→ TASK REQUIREMENTS
From the eBPF excerpt below, extract the passage starting at "Auditd: 10-50x higher" and ending at "0.05% CPU overhead.", copying it word for word.

BPF_HASH(files, u32, u64);

// Trace the open() system call
int trace_open(struct pt_regs *ctx, const char __user *filename)
{
    u32 pid = bpf_get_current_pid_tgid() >> 32;
    u64 count = 0;
    u64 *val;
    
    // Get or initialize counter for this PID
    val = files.lookup(&pid);
    if (val) {
        count = *val;
    }
    count++;
    files.update(&pid, &count);
    
    // Log the filename
    char comm[16];
    char fname[256];
    bpf_get_current_comm(&comm, sizeof(comm));
    bpf_probe_read_user_str(&fname, sizeof(fname), (void *)filename);
    
    bpf_trace_printk("PID %d (%s) opened: %s\n", pid, comm, fname);
    return 0;
}

This 25-line program runs safely in the kernel, captures every file open, and maintains per-process statistics—all with zero kernel modifications and microsecond overhead per event.

Compare this to traditional approaches:

Auditd: 10-50x higher overhead, less flexible filtering
SystemTap: Requires kernel debug symbols, stability concerns
Kernel module: Development time measured in days, stability risks

The eBPF version is production-safe, has minimal overhead, and took 10 minutes to write.

Performance Characteristics

Let’s talk numbers. In production deployments I’ve instrumented:

Tracing overhead: 100-500 nanoseconds per event for simple tracing programs. For a system doing 1 million events/second, that’s 0.05% CPU overhead.

Network processing with XDP: Processes packets at 24+ million packets/second on a single core (40Gbps line rate). Traditional iptables maxes out around 2-3 million pps.

Memory overhead: eBPF programs are tiny—most are 1-10KB of JIT-compiled code. Maps for storing data can be sized as needed, from kilobytes to gigabytes.

Position annotation records
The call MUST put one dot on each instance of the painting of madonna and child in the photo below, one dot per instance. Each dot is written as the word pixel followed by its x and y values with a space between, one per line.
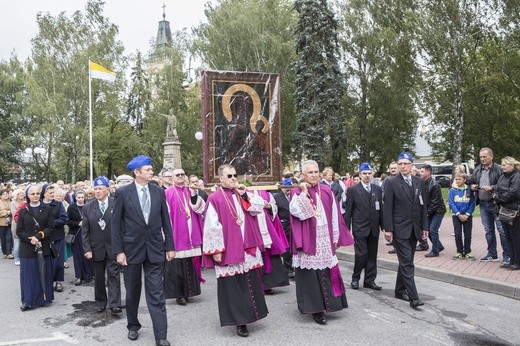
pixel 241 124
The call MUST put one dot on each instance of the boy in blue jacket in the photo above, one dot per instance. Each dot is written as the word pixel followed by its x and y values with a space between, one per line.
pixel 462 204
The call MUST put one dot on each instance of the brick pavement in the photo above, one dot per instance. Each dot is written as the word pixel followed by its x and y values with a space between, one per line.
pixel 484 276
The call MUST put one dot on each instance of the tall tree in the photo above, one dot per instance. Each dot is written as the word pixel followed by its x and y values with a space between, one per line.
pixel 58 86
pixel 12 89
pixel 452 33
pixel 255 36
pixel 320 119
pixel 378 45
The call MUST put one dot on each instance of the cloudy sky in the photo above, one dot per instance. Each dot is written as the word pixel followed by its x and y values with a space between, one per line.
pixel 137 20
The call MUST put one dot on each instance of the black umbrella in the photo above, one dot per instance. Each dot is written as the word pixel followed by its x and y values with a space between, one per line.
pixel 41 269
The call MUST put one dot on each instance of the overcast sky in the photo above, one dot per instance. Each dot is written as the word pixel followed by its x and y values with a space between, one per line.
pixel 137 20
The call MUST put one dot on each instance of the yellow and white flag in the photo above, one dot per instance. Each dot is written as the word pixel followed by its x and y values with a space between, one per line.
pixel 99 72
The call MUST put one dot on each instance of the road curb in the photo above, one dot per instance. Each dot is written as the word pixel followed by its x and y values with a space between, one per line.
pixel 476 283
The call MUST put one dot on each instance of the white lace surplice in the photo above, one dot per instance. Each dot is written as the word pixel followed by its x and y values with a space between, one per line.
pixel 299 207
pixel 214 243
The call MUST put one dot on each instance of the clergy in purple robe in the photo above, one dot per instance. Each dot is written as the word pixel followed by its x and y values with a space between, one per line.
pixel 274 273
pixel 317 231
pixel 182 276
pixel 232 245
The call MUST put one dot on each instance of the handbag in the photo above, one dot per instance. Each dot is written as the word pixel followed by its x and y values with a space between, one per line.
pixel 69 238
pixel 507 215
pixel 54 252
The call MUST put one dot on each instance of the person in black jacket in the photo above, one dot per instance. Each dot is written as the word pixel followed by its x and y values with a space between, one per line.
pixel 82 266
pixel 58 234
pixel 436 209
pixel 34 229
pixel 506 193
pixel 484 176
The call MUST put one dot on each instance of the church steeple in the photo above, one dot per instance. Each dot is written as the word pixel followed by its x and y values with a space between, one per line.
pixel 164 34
---
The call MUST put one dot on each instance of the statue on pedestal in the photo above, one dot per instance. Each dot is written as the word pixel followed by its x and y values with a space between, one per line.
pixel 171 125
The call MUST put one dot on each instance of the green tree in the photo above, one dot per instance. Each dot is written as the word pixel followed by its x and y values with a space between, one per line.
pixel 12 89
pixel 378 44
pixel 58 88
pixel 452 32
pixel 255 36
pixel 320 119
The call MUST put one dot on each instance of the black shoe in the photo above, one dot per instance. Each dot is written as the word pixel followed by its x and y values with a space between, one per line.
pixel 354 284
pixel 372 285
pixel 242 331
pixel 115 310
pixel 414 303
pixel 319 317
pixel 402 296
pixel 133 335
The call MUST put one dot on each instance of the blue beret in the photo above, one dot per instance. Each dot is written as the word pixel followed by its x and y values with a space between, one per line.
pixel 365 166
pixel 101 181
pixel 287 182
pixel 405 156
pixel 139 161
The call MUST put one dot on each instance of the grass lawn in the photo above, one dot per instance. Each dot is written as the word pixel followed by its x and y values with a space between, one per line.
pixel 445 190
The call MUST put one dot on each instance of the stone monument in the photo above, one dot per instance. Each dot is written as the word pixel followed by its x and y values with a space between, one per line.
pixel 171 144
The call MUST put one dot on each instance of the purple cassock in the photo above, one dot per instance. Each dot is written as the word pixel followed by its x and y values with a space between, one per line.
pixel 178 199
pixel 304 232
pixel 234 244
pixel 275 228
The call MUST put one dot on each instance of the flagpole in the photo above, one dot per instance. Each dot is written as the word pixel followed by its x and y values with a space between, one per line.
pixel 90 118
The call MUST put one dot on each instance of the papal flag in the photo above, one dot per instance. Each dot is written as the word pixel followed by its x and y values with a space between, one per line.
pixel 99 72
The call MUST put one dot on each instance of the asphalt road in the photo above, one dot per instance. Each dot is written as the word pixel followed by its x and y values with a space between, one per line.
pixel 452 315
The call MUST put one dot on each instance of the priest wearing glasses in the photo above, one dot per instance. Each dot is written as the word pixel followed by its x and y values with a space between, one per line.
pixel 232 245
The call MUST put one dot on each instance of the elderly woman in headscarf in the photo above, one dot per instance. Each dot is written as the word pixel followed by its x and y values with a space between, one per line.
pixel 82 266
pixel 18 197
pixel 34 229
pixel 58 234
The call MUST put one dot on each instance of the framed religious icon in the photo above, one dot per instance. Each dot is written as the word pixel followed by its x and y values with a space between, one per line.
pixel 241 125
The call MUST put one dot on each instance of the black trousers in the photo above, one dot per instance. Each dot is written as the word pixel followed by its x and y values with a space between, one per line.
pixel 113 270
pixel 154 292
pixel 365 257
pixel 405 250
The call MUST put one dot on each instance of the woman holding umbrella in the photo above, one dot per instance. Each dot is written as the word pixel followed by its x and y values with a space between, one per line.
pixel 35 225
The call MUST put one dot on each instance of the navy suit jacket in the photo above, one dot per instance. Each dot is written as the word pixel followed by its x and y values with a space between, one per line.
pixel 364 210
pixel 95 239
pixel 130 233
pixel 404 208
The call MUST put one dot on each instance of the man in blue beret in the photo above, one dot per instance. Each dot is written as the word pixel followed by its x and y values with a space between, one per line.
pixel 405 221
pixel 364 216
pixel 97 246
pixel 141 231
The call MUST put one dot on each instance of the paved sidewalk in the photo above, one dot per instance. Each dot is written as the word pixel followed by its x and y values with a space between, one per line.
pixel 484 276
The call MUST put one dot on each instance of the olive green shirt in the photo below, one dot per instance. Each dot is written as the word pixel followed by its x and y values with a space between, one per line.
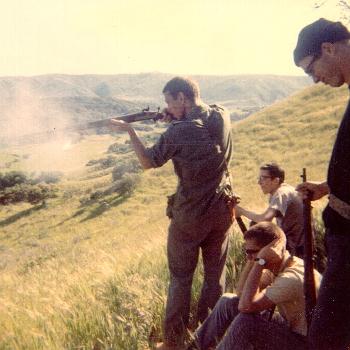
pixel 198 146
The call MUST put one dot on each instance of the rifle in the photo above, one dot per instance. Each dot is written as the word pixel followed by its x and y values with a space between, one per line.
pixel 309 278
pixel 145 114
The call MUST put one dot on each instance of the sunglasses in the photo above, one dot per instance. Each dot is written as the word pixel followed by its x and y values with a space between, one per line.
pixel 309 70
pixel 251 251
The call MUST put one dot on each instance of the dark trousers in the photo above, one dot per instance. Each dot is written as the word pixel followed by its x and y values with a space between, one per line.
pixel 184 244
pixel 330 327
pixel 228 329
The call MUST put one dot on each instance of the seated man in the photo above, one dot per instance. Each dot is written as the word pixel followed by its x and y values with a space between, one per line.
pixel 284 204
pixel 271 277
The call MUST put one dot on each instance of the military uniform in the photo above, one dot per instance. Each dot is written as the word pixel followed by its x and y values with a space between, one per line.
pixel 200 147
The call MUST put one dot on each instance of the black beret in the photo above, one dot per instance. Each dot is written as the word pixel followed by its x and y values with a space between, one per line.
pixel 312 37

→ ANSWER IN FULL
Auditd: 10-50x higher overhead, less flexible filtering
SystemTap: Requires kernel debug symbols, stability concerns
Kernel module: Development time measured in days, stability risks

The eBPF version is production-safe, has minimal overhead, and took 10 minutes to write.

Performance Characteristics

Let’s talk numbers. In production deployments I’ve instrumented:

Tracing overhead: 100-500 nanoseconds per event for simple tracing programs. For a system doing 1 million events/second, that’s 0.05% CPU overhead.